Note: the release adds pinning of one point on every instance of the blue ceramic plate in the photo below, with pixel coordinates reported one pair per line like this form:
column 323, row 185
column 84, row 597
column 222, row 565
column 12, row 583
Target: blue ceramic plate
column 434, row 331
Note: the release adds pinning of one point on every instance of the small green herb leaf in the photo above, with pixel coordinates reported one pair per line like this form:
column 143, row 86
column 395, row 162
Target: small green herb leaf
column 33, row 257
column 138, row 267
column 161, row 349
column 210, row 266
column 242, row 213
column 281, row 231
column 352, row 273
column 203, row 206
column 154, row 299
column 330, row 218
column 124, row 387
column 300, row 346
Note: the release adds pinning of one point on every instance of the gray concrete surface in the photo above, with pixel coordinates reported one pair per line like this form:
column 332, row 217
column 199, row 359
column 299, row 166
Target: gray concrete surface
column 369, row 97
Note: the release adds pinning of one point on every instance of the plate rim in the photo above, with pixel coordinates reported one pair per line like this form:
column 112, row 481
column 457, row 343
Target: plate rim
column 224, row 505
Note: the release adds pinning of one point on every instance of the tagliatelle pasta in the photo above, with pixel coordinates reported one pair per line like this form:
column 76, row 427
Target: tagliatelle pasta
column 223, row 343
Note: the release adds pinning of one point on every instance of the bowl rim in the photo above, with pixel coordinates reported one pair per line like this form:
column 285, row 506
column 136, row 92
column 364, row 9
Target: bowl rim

+++++

*YOUR OBJECTIVE*
Please copy out all of the lines above word for word, changing nothing.

*OUTPUT*
Note: the release adds pinning of one point on every instance of the blue ceramic plate in the photo below, with pixel coordinates reported one pair per line like this form:
column 323, row 185
column 84, row 597
column 222, row 565
column 12, row 583
Target: blue ceramic plate
column 434, row 331
Note: the release adds pinning of one point on every instance of the small green herb leaf in the photo above, with pixel coordinates reported one pair per line like this form:
column 143, row 86
column 395, row 162
Target: small green herb leaf
column 33, row 257
column 138, row 267
column 161, row 349
column 210, row 266
column 242, row 213
column 281, row 231
column 352, row 273
column 203, row 206
column 154, row 299
column 330, row 218
column 124, row 387
column 300, row 346
Note: the release adds pinning of one point on every instance of the gray concrete surface in the photo above, with pixel coordinates reported one pair per line like this form:
column 332, row 217
column 199, row 359
column 299, row 166
Target: gray concrete surface
column 369, row 97
Note: the release adds pinning of one point on every instance of the plate rim in the photo above, with pixel coordinates reported one pair per line like this form:
column 112, row 481
column 457, row 343
Target: plate rim
column 224, row 505
Note: the release adds pinning of one point on every instance of the tagliatelle pasta in the photo above, with pixel coordinates reported one pair per line like this form:
column 76, row 427
Target: tagliatelle pasta
column 223, row 343
Note: the release adds pinning of one point on every instance of the bowl rim in the photo above, with pixel coordinates reported one pair per line like this form:
column 285, row 506
column 136, row 92
column 364, row 9
Target: bowl rim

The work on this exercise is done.